Records from a collection:
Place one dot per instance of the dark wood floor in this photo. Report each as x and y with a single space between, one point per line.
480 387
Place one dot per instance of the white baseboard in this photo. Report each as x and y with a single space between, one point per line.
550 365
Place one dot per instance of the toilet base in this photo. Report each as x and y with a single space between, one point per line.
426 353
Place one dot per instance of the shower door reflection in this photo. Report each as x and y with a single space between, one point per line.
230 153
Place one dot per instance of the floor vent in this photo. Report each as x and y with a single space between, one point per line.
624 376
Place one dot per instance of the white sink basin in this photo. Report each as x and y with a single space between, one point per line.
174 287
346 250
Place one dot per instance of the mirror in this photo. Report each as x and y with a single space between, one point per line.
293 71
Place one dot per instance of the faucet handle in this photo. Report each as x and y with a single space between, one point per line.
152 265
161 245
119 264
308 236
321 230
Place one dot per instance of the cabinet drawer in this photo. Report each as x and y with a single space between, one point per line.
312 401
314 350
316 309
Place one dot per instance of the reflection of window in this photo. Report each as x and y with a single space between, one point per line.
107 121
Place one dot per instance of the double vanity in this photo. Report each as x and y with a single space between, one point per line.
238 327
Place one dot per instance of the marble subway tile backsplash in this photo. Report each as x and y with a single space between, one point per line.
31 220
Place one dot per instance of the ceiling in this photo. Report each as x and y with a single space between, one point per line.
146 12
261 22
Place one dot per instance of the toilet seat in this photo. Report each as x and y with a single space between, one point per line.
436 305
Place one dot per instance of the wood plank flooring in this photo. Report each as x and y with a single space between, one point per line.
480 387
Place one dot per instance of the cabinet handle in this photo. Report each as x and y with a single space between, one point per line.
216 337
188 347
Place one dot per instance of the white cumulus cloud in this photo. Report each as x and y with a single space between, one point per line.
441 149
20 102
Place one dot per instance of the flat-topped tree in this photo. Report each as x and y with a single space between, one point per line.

#### THE TASK:
Turn every item above into a numbered list and leave out any blank lines.

#### RESPONSE BELOW:
1. Place one dot per instance of the dark wood floor in this photo. Report each as x and y with a single space between, one point per line.
2. 480 387
3. Place one dot per instance of the white baseboard in this photo. Report each as x and y with a single space between, one point per line.
4. 550 365
5. Place one dot per instance of the toilet base in this photo. Report each as x and y with a single space between, one point per line.
6. 426 353
7. Place one dot per instance of the shower door reflection in this photo. Report each as x and y with a single space between, one point per line.
8. 230 153
9. Place one dot per instance of the floor vent in this photo. Report each as x and y with a single space between, one point per line.
10. 624 376
11. Place one dot per instance of the white sink basin in this photo. Report each as x and y with a single space between, one point per line.
12. 174 287
13. 346 250
14. Place one dot per instance of the mirror in this photo. Report each as x and y with a single space between, one point per line.
15. 293 71
16. Place one dot per instance of the faucet handle in this photo. Report each as x and y with a single space between, one point per line.
17. 152 265
18. 161 245
19. 119 264
20. 308 236
21. 321 230
22. Place one dot per instance of the cabinet drawer in this photo. Report each as x and y with a single space between, one point per line.
23. 312 401
24. 314 350
25. 316 309
26. Place one dot per instance of the reflection of window in this photo. Report each as x and y with a single space between, one point per line.
27. 107 121
28. Place one dot per instance of the double vanity in this photo. Report each as x and y with a single space between, one point per line.
29. 238 327
30. Place one dot per instance of the marble subway tile backsplash in this photo. Report each as x and y with a single space between, one point per line.
31. 31 220
32. Place one dot per instance of the ceiling in this photo. Report each as x and y with a single space between, one point per line.
33. 146 12
34. 261 22
35. Place one dot per instance of the toilet seat in this photo. Report each as x and y with a single space between, one point per line.
36. 436 305
37. Place one dot per instance of the wood plank flooring in this photo. Report each as x and y with a single space between, one point per line.
38. 480 387
39. Place one dot per instance of the cabinet handle in this photo. Report each as x and y with a single space between, one point per line.
40. 216 337
41. 188 347
42. Place one dot per instance of the white cumulus cloud in this photo. Report each as x and y with a single space between, one point per line.
43. 441 149
44. 20 102
45. Place one dot per instance of the flat-topped tree in this photo. Report each as x and y with a single space between, one point per line.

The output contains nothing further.